▸ Ejercicio planteado
Dispón en una tabla Markdown todo lo que va desde la línea que contiene "task: outline the wispy cloud" hasta el final de los registros, ambos extremos incluidos. Usa una columna Núm. para el número de fila y otra Texto para la línea, y omite las líneas en blanco.

== Registros sin procesar ==

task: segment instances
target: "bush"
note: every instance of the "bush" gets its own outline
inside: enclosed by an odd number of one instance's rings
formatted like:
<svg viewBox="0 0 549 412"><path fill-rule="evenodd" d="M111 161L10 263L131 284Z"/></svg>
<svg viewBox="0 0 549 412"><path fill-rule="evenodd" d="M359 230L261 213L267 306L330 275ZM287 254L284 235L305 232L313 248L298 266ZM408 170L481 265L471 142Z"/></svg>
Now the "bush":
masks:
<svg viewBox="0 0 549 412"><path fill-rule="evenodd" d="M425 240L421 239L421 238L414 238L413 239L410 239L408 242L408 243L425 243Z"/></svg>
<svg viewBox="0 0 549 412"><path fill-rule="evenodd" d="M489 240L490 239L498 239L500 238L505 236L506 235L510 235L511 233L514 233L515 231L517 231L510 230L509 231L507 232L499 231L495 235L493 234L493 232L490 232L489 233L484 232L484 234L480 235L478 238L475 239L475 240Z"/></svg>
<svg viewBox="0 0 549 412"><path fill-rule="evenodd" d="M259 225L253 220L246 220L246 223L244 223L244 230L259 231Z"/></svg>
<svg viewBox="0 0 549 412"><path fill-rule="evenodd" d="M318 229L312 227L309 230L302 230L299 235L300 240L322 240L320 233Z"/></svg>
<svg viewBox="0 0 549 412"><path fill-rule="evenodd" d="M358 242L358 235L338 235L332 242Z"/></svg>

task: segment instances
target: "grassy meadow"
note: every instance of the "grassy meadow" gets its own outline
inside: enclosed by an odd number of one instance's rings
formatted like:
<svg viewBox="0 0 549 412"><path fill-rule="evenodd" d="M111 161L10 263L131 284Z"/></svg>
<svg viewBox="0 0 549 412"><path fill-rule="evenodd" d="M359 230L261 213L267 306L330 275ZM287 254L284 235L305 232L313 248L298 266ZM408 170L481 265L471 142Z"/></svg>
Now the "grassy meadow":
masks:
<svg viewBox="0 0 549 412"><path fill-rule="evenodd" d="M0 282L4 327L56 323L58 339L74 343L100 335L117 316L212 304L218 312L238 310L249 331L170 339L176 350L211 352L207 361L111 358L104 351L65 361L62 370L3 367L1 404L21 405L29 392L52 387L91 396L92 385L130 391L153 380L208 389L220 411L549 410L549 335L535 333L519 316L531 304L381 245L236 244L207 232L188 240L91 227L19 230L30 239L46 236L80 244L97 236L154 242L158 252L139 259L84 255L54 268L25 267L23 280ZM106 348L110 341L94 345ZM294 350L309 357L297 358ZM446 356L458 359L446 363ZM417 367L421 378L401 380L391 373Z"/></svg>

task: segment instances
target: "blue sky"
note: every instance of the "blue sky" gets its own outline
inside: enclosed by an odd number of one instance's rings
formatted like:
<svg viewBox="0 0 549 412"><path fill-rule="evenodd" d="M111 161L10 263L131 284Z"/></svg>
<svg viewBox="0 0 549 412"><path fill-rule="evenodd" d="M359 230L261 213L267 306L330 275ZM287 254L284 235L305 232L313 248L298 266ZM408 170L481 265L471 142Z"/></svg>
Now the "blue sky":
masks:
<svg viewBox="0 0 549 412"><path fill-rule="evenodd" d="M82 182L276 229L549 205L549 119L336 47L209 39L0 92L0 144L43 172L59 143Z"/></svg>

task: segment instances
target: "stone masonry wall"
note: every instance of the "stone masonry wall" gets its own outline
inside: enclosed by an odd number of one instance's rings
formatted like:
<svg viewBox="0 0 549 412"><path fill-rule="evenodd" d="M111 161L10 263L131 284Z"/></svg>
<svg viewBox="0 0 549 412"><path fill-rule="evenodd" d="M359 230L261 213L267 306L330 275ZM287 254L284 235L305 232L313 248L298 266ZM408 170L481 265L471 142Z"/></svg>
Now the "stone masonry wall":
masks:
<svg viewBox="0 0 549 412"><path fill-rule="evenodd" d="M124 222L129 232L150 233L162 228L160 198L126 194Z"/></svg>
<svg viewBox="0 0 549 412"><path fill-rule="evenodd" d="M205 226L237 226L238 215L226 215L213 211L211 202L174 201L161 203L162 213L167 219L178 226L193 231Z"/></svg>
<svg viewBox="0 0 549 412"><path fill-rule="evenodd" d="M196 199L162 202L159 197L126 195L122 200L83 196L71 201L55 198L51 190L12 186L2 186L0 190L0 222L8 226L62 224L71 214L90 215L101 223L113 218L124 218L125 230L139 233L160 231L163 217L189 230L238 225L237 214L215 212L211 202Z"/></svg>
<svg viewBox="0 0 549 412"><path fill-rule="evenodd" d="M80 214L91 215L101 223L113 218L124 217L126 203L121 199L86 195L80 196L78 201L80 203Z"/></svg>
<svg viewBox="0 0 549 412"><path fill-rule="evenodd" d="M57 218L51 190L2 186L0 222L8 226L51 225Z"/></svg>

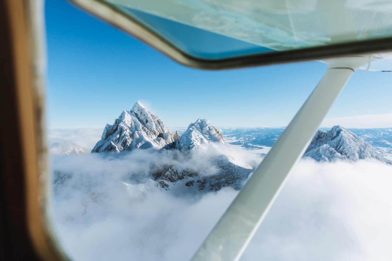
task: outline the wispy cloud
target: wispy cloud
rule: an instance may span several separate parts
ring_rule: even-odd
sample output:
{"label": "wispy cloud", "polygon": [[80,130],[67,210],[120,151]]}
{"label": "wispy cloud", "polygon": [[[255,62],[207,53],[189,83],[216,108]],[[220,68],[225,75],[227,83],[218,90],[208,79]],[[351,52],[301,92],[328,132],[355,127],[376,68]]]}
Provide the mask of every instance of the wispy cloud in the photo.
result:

===

▸ Resultado esperado
| Núm. | Texto |
|---|---|
| 1 | task: outline the wispy cloud |
| 2 | target: wispy cloud |
| 3 | rule: an instance may span several separate parts |
| 4 | ring_rule: even-odd |
| 5 | sample output: |
| 6 | {"label": "wispy cloud", "polygon": [[80,130],[67,210],[120,151]]} |
| 7 | {"label": "wispy cloud", "polygon": [[[255,62],[207,53],[189,83],[216,108]],[[220,68],[225,75],[227,83],[218,90],[208,79]],[[351,52],[301,92],[328,132],[355,127],[376,68]]]} |
| 8 | Provide the mask of every instance of the wispy cloud in the photo. |
| 9 | result: |